Exercise: Set down, character for character, everything in the records below from the line holding "Target: window with sheer drape" down to the line holding "Target: patterned carpet", and no other line.

┏━━

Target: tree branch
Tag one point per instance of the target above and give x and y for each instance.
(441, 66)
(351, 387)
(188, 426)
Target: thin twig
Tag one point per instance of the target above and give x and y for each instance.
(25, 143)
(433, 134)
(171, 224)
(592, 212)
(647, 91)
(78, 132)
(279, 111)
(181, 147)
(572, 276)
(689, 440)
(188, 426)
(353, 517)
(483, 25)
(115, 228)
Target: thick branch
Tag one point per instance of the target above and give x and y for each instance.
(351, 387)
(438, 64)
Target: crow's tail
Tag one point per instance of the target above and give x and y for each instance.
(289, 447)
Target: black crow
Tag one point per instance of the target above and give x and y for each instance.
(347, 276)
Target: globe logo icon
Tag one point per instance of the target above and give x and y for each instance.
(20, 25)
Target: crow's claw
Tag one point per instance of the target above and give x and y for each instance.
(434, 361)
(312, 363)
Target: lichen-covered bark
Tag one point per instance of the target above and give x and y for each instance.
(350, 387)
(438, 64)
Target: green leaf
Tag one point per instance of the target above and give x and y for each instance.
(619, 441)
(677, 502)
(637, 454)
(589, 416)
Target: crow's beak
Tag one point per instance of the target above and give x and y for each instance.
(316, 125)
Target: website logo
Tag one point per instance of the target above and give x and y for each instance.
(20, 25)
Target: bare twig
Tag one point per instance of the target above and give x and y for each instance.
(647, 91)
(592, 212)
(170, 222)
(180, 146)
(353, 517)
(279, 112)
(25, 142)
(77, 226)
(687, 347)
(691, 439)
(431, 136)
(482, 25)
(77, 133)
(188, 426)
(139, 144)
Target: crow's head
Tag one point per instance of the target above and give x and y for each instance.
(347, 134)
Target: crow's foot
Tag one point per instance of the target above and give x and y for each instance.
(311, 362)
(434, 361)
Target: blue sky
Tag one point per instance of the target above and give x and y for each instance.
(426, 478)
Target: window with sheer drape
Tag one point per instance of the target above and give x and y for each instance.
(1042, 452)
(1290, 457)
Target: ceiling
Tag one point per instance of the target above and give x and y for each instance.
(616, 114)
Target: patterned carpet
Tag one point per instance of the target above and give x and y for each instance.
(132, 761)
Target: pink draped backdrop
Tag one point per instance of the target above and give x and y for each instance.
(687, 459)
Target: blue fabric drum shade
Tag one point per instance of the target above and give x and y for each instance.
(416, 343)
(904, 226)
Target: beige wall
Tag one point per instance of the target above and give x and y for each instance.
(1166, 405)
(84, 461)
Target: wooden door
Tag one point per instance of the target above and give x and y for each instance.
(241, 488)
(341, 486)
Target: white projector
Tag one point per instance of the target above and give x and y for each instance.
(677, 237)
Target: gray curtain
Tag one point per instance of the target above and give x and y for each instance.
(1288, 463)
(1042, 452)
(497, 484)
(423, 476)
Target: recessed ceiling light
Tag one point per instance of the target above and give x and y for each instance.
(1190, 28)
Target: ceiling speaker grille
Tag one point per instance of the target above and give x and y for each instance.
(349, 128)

┗━━

Exercise answer:
Target: window with sheer drape
Tag one point per instance of the target above and give x and y for each instance.
(1042, 452)
(1290, 457)
Target: ceiling
Tag one point per instance of the target above and give x and y for each instance.
(616, 114)
Target: patterned carpet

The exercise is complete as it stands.